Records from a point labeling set
==============================

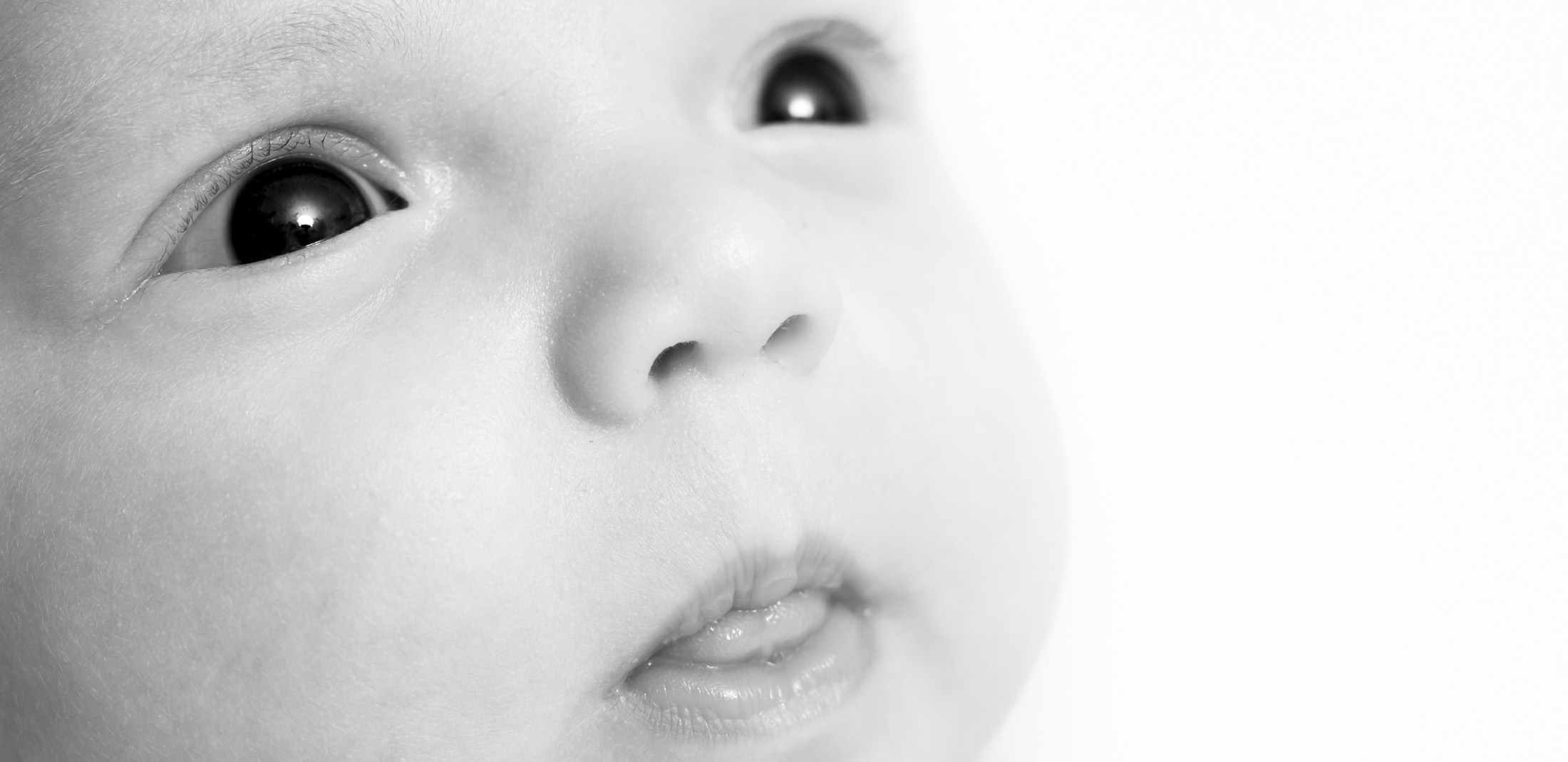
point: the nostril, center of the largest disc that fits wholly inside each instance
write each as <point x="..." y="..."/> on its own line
<point x="670" y="359"/>
<point x="790" y="333"/>
<point x="800" y="342"/>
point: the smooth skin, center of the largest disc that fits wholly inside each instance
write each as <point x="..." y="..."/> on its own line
<point x="413" y="493"/>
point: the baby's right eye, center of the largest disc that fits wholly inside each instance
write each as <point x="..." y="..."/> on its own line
<point x="278" y="207"/>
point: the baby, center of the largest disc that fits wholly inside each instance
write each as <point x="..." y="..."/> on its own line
<point x="500" y="380"/>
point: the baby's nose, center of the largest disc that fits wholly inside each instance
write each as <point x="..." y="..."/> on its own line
<point x="687" y="277"/>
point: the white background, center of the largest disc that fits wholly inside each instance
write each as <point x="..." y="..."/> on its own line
<point x="1299" y="277"/>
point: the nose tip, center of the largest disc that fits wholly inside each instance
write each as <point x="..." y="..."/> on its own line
<point x="704" y="291"/>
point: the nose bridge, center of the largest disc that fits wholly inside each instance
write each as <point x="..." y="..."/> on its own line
<point x="686" y="272"/>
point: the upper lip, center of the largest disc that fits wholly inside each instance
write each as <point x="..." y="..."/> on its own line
<point x="758" y="576"/>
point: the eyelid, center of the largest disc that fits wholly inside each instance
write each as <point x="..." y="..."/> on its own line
<point x="162" y="231"/>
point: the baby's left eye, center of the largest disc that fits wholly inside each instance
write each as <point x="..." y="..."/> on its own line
<point x="810" y="87"/>
<point x="278" y="209"/>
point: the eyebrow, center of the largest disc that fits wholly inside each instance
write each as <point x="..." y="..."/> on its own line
<point x="308" y="36"/>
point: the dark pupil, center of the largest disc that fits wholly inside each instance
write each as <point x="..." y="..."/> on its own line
<point x="292" y="206"/>
<point x="810" y="88"/>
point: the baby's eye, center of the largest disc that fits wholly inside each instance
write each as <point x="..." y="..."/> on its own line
<point x="278" y="209"/>
<point x="808" y="87"/>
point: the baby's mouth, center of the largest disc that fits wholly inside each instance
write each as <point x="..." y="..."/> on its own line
<point x="788" y="649"/>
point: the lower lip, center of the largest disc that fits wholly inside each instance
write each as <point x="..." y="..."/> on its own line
<point x="758" y="696"/>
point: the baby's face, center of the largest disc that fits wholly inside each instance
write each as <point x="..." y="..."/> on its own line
<point x="416" y="380"/>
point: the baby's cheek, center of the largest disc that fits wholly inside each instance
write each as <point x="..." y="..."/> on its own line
<point x="197" y="538"/>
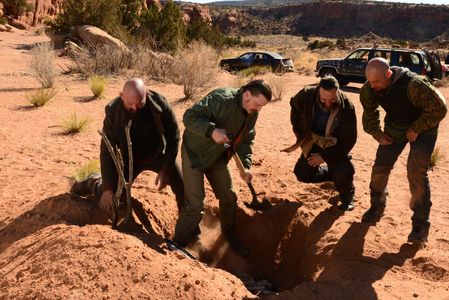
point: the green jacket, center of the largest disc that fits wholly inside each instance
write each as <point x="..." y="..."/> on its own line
<point x="422" y="111"/>
<point x="222" y="108"/>
<point x="154" y="133"/>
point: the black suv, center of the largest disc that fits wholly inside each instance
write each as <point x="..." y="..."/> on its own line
<point x="352" y="68"/>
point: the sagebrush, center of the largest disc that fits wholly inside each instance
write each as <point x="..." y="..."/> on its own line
<point x="195" y="68"/>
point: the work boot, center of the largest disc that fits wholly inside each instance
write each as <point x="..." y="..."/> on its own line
<point x="236" y="245"/>
<point x="347" y="206"/>
<point x="86" y="186"/>
<point x="418" y="235"/>
<point x="373" y="214"/>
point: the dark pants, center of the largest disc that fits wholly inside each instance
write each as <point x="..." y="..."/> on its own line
<point x="174" y="178"/>
<point x="417" y="167"/>
<point x="220" y="180"/>
<point x="341" y="173"/>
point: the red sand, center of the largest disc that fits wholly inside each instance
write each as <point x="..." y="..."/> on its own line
<point x="304" y="245"/>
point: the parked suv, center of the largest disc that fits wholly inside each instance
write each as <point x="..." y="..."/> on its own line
<point x="352" y="68"/>
<point x="276" y="62"/>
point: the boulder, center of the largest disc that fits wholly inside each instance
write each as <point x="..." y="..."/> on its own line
<point x="18" y="24"/>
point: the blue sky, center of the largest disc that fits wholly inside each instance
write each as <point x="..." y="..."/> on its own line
<point x="404" y="1"/>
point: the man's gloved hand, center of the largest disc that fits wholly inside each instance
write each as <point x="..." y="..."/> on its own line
<point x="384" y="139"/>
<point x="106" y="201"/>
<point x="315" y="159"/>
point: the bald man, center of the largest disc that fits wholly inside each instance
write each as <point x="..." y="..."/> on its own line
<point x="414" y="109"/>
<point x="155" y="140"/>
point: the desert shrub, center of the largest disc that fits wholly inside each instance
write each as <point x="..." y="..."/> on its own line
<point x="16" y="7"/>
<point x="75" y="124"/>
<point x="436" y="157"/>
<point x="341" y="43"/>
<point x="167" y="27"/>
<point x="103" y="60"/>
<point x="254" y="71"/>
<point x="316" y="44"/>
<point x="97" y="85"/>
<point x="195" y="68"/>
<point x="85" y="170"/>
<point x="42" y="66"/>
<point x="278" y="87"/>
<point x="41" y="97"/>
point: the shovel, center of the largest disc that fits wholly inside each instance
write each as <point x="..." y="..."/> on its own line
<point x="254" y="204"/>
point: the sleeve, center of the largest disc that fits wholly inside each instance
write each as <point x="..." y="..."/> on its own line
<point x="171" y="132"/>
<point x="347" y="137"/>
<point x="295" y="113"/>
<point x="245" y="151"/>
<point x="370" y="117"/>
<point x="200" y="118"/>
<point x="108" y="171"/>
<point x="421" y="93"/>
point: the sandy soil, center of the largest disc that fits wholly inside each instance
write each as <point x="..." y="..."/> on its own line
<point x="54" y="246"/>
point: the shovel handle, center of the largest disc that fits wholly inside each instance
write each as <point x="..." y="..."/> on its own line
<point x="242" y="170"/>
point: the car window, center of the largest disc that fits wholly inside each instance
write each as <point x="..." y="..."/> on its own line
<point x="359" y="55"/>
<point x="247" y="56"/>
<point x="383" y="54"/>
<point x="408" y="60"/>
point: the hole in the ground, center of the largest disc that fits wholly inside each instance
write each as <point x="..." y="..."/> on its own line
<point x="281" y="241"/>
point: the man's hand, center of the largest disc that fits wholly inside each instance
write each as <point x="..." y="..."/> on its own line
<point x="220" y="136"/>
<point x="106" y="201"/>
<point x="384" y="139"/>
<point x="315" y="160"/>
<point x="161" y="179"/>
<point x="412" y="135"/>
<point x="247" y="176"/>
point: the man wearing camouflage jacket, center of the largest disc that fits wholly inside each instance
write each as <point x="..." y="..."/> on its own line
<point x="414" y="109"/>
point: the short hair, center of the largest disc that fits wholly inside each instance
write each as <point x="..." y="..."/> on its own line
<point x="257" y="87"/>
<point x="328" y="83"/>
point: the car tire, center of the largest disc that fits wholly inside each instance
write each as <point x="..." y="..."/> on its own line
<point x="227" y="67"/>
<point x="328" y="71"/>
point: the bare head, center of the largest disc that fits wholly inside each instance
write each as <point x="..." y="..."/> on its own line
<point x="378" y="74"/>
<point x="328" y="87"/>
<point x="255" y="95"/>
<point x="133" y="95"/>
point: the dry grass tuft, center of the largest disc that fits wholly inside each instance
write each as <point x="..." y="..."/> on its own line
<point x="85" y="170"/>
<point x="97" y="85"/>
<point x="74" y="124"/>
<point x="41" y="97"/>
<point x="278" y="87"/>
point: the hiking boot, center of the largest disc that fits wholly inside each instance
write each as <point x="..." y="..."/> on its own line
<point x="237" y="245"/>
<point x="373" y="214"/>
<point x="418" y="235"/>
<point x="347" y="206"/>
<point x="86" y="186"/>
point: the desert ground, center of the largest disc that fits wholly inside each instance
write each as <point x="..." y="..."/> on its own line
<point x="56" y="246"/>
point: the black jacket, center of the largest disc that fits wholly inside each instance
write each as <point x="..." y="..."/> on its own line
<point x="155" y="125"/>
<point x="344" y="127"/>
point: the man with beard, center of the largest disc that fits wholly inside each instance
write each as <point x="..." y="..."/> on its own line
<point x="325" y="126"/>
<point x="414" y="108"/>
<point x="155" y="139"/>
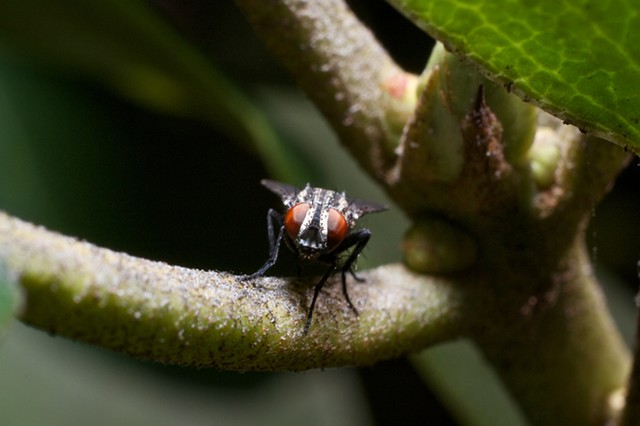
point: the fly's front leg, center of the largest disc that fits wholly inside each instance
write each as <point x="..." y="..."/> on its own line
<point x="316" y="292"/>
<point x="273" y="218"/>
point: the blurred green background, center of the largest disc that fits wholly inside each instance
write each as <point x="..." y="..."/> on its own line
<point x="96" y="157"/>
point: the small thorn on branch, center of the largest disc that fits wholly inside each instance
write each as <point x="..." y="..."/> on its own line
<point x="482" y="134"/>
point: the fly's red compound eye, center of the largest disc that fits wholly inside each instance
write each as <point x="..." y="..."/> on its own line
<point x="337" y="228"/>
<point x="294" y="218"/>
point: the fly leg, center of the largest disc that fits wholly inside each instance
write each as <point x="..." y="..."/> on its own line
<point x="359" y="239"/>
<point x="273" y="218"/>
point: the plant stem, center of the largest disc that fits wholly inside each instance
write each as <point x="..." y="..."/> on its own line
<point x="551" y="339"/>
<point x="205" y="318"/>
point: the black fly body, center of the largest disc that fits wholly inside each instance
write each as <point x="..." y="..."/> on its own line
<point x="318" y="226"/>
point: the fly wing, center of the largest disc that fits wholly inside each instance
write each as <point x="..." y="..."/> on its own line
<point x="286" y="192"/>
<point x="358" y="208"/>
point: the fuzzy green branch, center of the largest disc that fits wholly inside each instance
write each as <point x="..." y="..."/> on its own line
<point x="205" y="318"/>
<point x="343" y="69"/>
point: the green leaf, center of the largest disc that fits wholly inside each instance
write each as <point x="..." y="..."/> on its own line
<point x="579" y="60"/>
<point x="130" y="48"/>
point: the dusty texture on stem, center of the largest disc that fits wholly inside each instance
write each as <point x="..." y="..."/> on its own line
<point x="540" y="318"/>
<point x="340" y="66"/>
<point x="206" y="318"/>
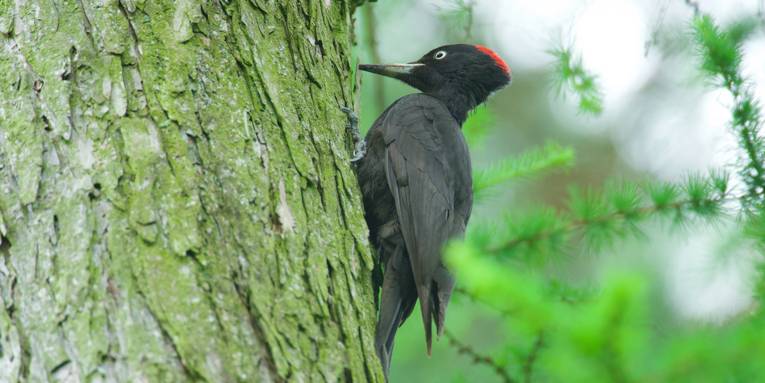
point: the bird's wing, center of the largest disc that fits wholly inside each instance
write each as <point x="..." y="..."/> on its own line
<point x="423" y="142"/>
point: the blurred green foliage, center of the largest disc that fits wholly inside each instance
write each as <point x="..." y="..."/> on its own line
<point x="531" y="304"/>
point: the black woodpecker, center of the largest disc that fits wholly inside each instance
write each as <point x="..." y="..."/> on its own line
<point x="416" y="180"/>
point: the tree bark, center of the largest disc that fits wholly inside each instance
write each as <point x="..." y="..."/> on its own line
<point x="176" y="197"/>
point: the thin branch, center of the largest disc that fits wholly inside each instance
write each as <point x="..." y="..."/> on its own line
<point x="578" y="224"/>
<point x="476" y="299"/>
<point x="478" y="358"/>
<point x="528" y="365"/>
<point x="370" y="31"/>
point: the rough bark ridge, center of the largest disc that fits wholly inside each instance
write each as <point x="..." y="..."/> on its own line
<point x="176" y="202"/>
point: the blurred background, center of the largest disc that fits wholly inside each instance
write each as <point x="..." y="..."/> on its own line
<point x="660" y="119"/>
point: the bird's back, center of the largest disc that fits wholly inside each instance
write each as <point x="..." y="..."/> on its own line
<point x="416" y="185"/>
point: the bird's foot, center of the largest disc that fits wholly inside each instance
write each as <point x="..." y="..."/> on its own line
<point x="359" y="145"/>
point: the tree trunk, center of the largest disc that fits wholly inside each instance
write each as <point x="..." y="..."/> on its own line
<point x="176" y="198"/>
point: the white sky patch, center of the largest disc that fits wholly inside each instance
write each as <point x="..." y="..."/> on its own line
<point x="610" y="35"/>
<point x="709" y="277"/>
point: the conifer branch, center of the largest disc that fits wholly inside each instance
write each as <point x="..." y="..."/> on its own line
<point x="478" y="358"/>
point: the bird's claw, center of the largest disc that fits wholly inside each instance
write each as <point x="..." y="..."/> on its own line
<point x="359" y="145"/>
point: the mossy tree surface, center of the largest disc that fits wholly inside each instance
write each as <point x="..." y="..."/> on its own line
<point x="176" y="198"/>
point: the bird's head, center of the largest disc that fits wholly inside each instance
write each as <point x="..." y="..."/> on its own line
<point x="470" y="71"/>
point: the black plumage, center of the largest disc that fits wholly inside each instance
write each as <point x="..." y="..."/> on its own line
<point x="417" y="184"/>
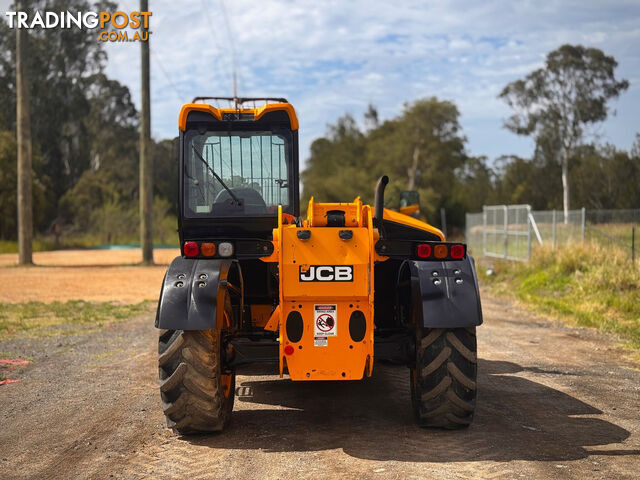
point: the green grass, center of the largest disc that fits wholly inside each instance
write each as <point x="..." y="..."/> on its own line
<point x="62" y="318"/>
<point x="592" y="285"/>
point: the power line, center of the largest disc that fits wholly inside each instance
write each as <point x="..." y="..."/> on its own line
<point x="156" y="57"/>
<point x="212" y="31"/>
<point x="233" y="48"/>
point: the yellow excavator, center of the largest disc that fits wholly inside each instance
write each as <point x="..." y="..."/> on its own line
<point x="321" y="298"/>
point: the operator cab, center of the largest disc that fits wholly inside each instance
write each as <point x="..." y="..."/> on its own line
<point x="237" y="165"/>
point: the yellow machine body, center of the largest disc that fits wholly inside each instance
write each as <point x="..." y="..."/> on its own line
<point x="339" y="273"/>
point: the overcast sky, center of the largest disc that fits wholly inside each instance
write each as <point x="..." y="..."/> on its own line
<point x="329" y="57"/>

==============================

- Task instructions
Write out exactly the lines from the line holding "point: the yellow excavator, center" through the last line of the data, and nothing besides those lines.

- Expected answer
point: the yellow excavator, center of the largest disc that fits wholly inside each instance
write each as <point x="..." y="..."/> on its own line
<point x="321" y="298"/>
point: the operator cab, center of the largest disc that fits wholly inside each instance
write each as <point x="..." y="..."/> on its own line
<point x="237" y="165"/>
point: the yellow machine body, center of the largest disc that fits wholly inside each instance
write each as <point x="..." y="..."/> on its own line
<point x="339" y="273"/>
point: the overcast sky, center of the largest disc that fits wholly inside each instance
write each as <point x="..." y="..."/> on its own line
<point x="329" y="57"/>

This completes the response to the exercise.